(Part of a data file)
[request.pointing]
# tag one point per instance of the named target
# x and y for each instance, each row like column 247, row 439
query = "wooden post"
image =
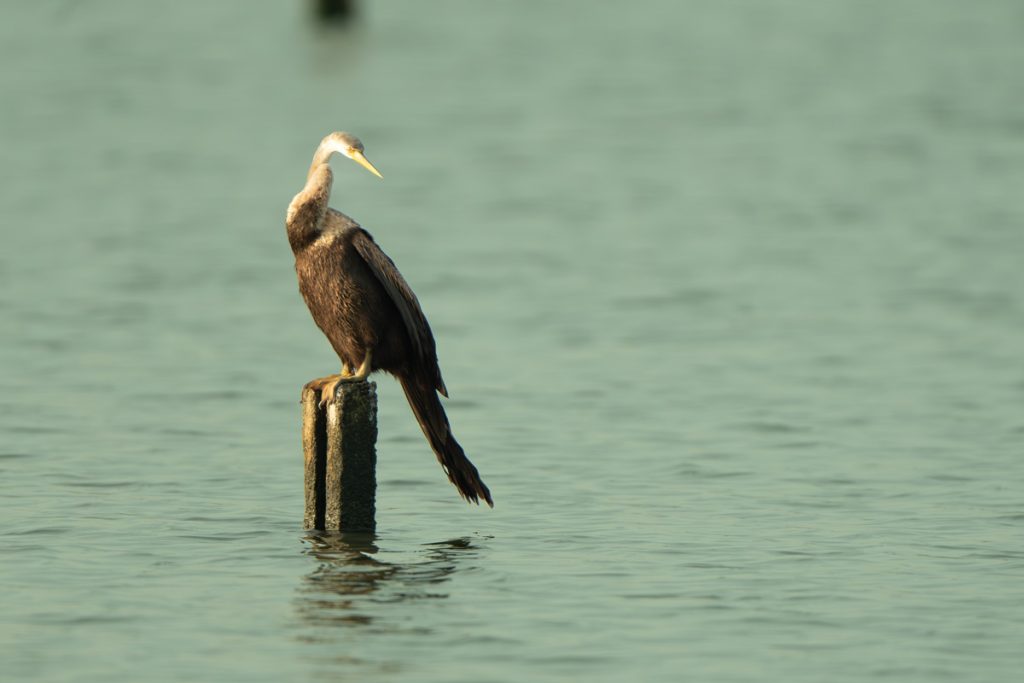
column 339, row 443
column 333, row 10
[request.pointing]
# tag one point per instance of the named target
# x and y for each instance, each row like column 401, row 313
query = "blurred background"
column 728, row 298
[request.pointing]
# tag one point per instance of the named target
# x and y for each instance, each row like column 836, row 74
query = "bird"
column 368, row 311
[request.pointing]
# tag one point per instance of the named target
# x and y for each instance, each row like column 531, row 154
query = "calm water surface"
column 729, row 297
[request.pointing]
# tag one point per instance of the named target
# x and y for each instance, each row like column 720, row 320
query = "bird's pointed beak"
column 359, row 159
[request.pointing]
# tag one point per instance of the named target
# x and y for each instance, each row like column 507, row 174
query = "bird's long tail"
column 430, row 414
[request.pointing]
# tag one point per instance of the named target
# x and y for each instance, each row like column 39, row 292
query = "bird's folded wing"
column 401, row 294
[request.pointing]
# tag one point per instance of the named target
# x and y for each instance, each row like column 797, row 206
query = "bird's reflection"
column 348, row 581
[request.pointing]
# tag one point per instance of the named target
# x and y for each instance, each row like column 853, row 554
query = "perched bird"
column 368, row 310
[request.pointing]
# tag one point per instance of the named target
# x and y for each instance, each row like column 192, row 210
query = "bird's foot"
column 328, row 385
column 320, row 385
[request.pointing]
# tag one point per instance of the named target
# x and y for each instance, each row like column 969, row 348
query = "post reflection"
column 349, row 586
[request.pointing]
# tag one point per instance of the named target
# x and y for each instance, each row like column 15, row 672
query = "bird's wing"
column 404, row 300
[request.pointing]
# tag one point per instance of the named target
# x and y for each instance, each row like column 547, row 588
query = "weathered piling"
column 339, row 442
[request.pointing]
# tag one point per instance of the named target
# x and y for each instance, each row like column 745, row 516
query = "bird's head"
column 348, row 145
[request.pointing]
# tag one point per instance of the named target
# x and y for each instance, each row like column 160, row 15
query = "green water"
column 729, row 299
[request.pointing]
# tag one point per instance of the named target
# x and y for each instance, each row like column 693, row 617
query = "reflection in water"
column 348, row 580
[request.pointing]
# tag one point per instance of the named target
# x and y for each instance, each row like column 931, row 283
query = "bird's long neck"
column 306, row 212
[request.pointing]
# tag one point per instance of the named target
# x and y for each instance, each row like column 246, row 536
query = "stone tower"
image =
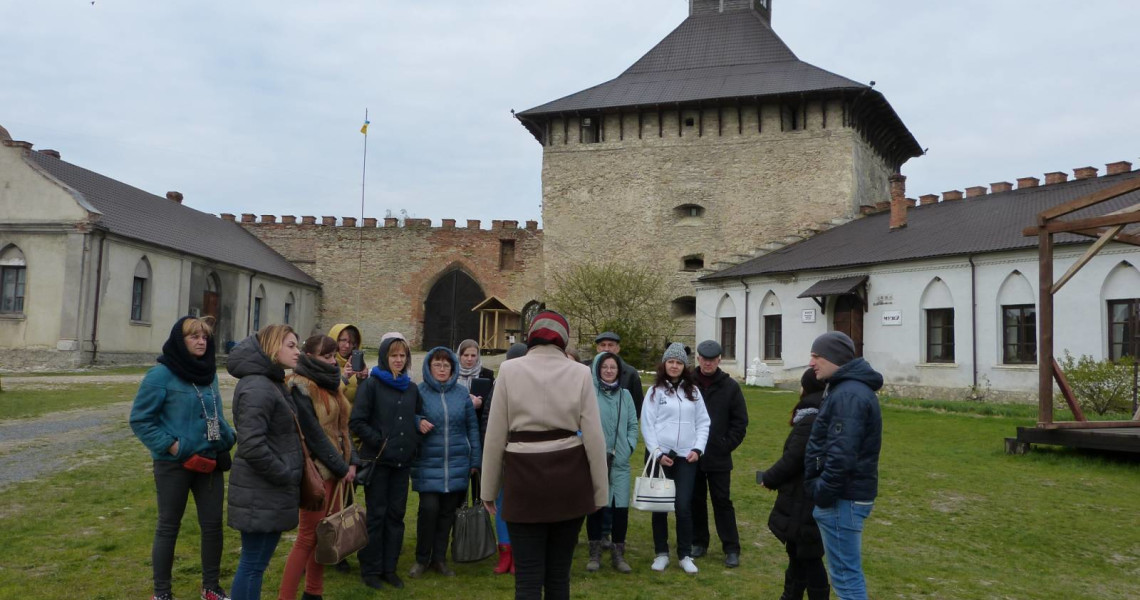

Goal:
Reproduce all of the rows above without any changes, and omit the pictures.

Complete answer:
[request.pointing]
# tag one point per instance of the named target
# x and y for each instance, each row like column 247, row 439
query = "wooden post"
image =
column 339, row 443
column 333, row 10
[request.pointing]
# tag one point per instance of the named target
# x and y for each instance, each row like column 401, row 313
query = "blurred background"
column 728, row 298
[request.pointing]
# tag one point per instance of the named target
# x and y for each instance, each row like column 836, row 74
query = "bird"
column 368, row 311
[request.pointing]
# tag one point per instance of the named target
# x and y for each instance, each row like column 531, row 154
query = "calm water surface"
column 729, row 297
[request.pointing]
# tag one point per instance of the named target
# x and y for each instance, each row like column 720, row 320
query = "bird's pointed beak"
column 359, row 159
[request.pointing]
# tag one point per instance of the named target
# x and y for each instance, each row like column 507, row 174
query = "bird's long tail"
column 430, row 414
[request.pointing]
# tag one point per instance of the named target
# x and y for each instance, each row like column 39, row 292
query = "bird's folded wing"
column 401, row 294
[request.pointing]
# tag one point per instance of the named target
# x and y for each instance, each row like column 797, row 206
query = "bird's reflection"
column 348, row 581
[request.pointing]
# tag one point per instance of the named target
# x and y for each instance, each row like column 853, row 554
query = "perched bird"
column 368, row 310
[request.pointing]
# tag one point per instance of the named target
# x and y for each instance, each row like column 192, row 210
query = "bird's foot"
column 328, row 385
column 320, row 385
[request.pointing]
# tag one point per instance of the named target
# x and y for each instance, each row like column 969, row 348
query = "post reflection"
column 349, row 586
[request.pointing]
# tag one point per instance of the named target
# x and y for each instance, each row like column 15, row 672
query = "bird's wing"
column 404, row 300
[request.pointing]
# tag one point per instance of the named target
# x and y for each instance, each row like column 547, row 588
query = "weathered piling"
column 339, row 442
[request.pointing]
# tag one point per instance of the named target
# x and y for each instance, each row like column 745, row 516
query = "bird's head"
column 348, row 145
[request.pointing]
# tag one point per instance of the named target
# x and y for each instance, each row like column 160, row 15
query = "green water"
column 729, row 299
[request.pointing]
# tag one point per instance of the named target
# x and y for each instance, each row like column 693, row 617
query = "reflection in water"
column 348, row 580
[request.pointing]
# tag one point per instance of the named target
# x and y for each instance, each row like column 931, row 283
query = "bird's long neck"
column 306, row 212
[request.pointing]
# tag one point per instance of the named target
# x and y for each instance, each row like column 246, row 536
query = "stone tower"
image =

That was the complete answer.